- _Task to carry out_
Go through the listing and write out all of it exactly.

- _Task material_
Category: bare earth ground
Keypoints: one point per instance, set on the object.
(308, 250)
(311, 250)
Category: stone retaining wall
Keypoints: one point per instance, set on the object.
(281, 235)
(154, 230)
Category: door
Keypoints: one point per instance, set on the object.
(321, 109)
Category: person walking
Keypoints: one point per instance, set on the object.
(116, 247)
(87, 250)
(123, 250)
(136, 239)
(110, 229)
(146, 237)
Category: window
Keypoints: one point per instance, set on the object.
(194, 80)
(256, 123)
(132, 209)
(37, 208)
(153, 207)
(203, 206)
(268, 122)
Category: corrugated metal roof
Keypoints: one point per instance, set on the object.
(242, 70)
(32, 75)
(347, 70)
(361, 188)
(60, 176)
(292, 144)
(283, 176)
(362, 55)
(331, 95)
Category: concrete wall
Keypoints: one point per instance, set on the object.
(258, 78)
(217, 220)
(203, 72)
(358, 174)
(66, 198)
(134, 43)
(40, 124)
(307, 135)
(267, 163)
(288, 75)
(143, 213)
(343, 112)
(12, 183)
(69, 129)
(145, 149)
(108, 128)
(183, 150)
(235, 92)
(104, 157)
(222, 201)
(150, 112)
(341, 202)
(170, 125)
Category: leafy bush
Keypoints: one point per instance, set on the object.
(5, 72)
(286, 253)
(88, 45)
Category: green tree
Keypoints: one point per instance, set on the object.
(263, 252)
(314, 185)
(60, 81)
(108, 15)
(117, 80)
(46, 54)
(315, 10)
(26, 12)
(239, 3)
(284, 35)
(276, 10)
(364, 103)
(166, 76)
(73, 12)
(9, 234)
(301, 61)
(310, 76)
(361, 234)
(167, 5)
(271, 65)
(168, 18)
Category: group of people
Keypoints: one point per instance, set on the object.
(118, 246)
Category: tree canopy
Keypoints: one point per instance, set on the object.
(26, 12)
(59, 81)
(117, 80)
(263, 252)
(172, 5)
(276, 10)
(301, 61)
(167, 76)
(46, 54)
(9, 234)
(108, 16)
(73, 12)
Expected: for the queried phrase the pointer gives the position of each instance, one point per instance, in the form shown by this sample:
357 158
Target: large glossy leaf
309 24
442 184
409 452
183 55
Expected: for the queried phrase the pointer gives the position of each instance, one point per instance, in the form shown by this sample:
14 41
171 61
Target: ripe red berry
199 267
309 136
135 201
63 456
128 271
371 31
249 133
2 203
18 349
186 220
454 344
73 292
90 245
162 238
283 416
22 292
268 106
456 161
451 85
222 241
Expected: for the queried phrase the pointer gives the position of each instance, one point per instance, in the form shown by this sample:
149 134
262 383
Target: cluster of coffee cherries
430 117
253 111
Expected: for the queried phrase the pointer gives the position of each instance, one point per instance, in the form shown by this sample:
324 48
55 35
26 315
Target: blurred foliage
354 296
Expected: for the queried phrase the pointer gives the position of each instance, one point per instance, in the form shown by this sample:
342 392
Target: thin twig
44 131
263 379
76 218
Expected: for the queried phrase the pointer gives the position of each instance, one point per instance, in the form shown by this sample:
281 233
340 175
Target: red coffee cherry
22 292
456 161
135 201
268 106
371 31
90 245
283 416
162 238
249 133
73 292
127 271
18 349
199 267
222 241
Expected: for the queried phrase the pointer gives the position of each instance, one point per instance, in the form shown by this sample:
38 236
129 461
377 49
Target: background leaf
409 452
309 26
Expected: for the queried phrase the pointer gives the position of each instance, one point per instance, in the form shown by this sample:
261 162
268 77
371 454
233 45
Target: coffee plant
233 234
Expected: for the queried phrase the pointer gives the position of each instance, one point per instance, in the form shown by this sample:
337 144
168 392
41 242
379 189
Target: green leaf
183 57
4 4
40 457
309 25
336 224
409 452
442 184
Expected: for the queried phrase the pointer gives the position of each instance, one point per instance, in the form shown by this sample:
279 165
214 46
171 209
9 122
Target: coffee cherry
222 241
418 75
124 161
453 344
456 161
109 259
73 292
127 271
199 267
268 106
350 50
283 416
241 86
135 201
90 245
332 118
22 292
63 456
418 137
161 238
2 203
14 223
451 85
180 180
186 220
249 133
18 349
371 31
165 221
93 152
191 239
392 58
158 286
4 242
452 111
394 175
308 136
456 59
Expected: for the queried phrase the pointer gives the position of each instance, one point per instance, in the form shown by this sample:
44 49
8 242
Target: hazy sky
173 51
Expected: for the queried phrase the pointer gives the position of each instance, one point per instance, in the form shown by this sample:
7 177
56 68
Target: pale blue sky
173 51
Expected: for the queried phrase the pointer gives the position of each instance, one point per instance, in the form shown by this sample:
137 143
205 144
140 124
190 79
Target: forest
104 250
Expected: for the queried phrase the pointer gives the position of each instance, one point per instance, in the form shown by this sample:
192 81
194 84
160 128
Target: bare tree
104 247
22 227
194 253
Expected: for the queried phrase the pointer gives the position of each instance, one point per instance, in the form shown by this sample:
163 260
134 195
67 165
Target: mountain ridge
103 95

- _Task output_
Category: bare earth ground
Keypoints: one point per instance, set on the object.
(308, 250)
(311, 250)
Category: stone retaining wall
Keypoints: one point per instance, set on the object.
(281, 235)
(154, 230)
Category: door
Keypoints: one point per instance, set on the object.
(321, 109)
Category: person walking
Keypoints: one point per instance, set on the object.
(116, 247)
(87, 250)
(123, 250)
(136, 239)
(110, 229)
(146, 237)
Category: window
Keypoints: one point per instance, set on the object.
(194, 80)
(256, 123)
(132, 209)
(37, 208)
(153, 207)
(203, 206)
(268, 122)
Category: corrugated metal roof
Keypoints: one point per instance, set on the object.
(242, 70)
(32, 75)
(347, 70)
(361, 188)
(60, 176)
(292, 144)
(283, 176)
(362, 55)
(331, 95)
Category: concrete wall
Keypoints: one point per instance, set on the object.
(258, 78)
(217, 220)
(203, 72)
(358, 174)
(66, 198)
(134, 43)
(40, 124)
(307, 135)
(267, 163)
(288, 75)
(143, 213)
(343, 112)
(12, 183)
(69, 129)
(145, 149)
(108, 128)
(183, 150)
(235, 92)
(104, 157)
(222, 201)
(150, 112)
(341, 202)
(170, 125)
Category: leafy bush
Keypoints: one point per instance, set on the object.
(5, 72)
(286, 253)
(88, 45)
Category: green tree
Keypoints: one point per instance, set on the object.
(263, 252)
(314, 185)
(60, 81)
(108, 15)
(117, 80)
(46, 54)
(315, 10)
(26, 12)
(239, 3)
(284, 35)
(276, 10)
(364, 103)
(166, 76)
(73, 12)
(9, 234)
(301, 61)
(310, 76)
(361, 234)
(167, 5)
(271, 65)
(168, 18)
Category: group of people
Keypoints: one point per instance, set on the object.
(118, 246)
Category: tree canopy
Keypoints: one point per instance, set on the object.
(26, 12)
(59, 81)
(117, 80)
(263, 252)
(172, 5)
(276, 10)
(301, 61)
(167, 76)
(46, 54)
(9, 234)
(108, 16)
(73, 12)
Expected: for the queried phrase the pointer gives the position of each instance, one point per instance, in the form shown by this sample:
357 158
Target: large glossy leaf
309 24
442 184
409 452
183 55
Expected: for the queried phrase the pointer gives the position of each instance, one point per instance, in the form shown by this sample:
14 41
171 61
Target: ripe red berry
199 267
309 136
135 201
63 456
128 271
371 31
249 133
2 203
18 349
186 220
454 344
73 292
90 245
162 238
283 416
22 292
268 106
456 161
451 85
222 241
Expected: for the queried phrase the pointer gives the position of each instance, one point per instance, in the form shown by this sample:
149 134
262 383
Target: cluster of coffee cherries
430 117
253 111
Expected: for the queried phrase the pointer gives the position of each instance, one point per instance, in the form shown by this sample:
324 48
55 35
26 315
Target: blurred foliage
354 296
Expected: for the queried phrase the pointer gives the position of each instance, one point per instance, in the form shown by this sample:
342 392
Target: thin twig
44 131
263 379
76 218
Expected: for the queried phrase the pointer gives the position of each instance, one point per instance, in the form shown by this sample:
281 233
340 175
Target: red coffee cherry
22 292
456 161
135 201
268 106
371 31
90 245
283 416
162 238
249 133
73 292
127 271
18 349
199 267
222 241
Expected: for the queried phrase the pointer gives the position of each instance, one point per instance, in the form shown by this sample:
38 236
129 461
377 49
Target: background leaf
409 452
309 26
Expected: for the queried phrase the pointer gives the position of each instance, one point per instance, in the form shown by this sample:
261 162
268 77
371 454
233 45
Target: coffee plant
233 234
Expected: for the queried phrase the pointer gives the position of each instance, one point per instance, in the form shown by this sample:
337 144
168 392
41 242
379 189
Target: green leaf
183 57
4 4
40 457
309 25
336 224
409 452
442 184
Expected: for the queried phrase the pointer gives the position of each instance, one point per instance, in the form shown by this sample:
279 165
214 46
171 209
9 122
Target: coffee cherry
222 241
418 75
124 161
453 344
456 161
109 259
73 292
127 271
199 267
268 106
350 50
283 416
241 86
135 201
90 245
332 118
22 292
63 456
418 137
161 238
2 203
14 223
451 85
180 180
186 220
249 133
18 349
371 31
165 221
93 152
191 239
392 58
158 286
4 242
452 111
394 175
308 136
456 59
Expected: for the queried phrase the pointer gives the position of each instance, one point per instance, in the form shown by this sample:
44 49
8 242
Target: hazy sky
173 51
Expected: for the queried phrase the pointer gives the position of each instance, one point per instance, in the form shown by this sample:
7 177
56 68
Target: pale blue sky
173 51
Expected: for the queried phrase the pointer gives the position of each instance, one point per instance, in the form shown by this sample:
137 143
205 144
140 124
190 79
Target: forest
104 250
Expected: for the queried phrase the pointer gives the position of each instance, one point per instance, in the form shown by this sample:
192 81
194 84
160 128
Target: bare tree
104 247
22 227
194 253
Expected: for the queried phrase the pointer gives the position of each instance, one point per instance, in the form shown by this sample:
163 260
134 195
67 165
Target: mountain ridge
103 95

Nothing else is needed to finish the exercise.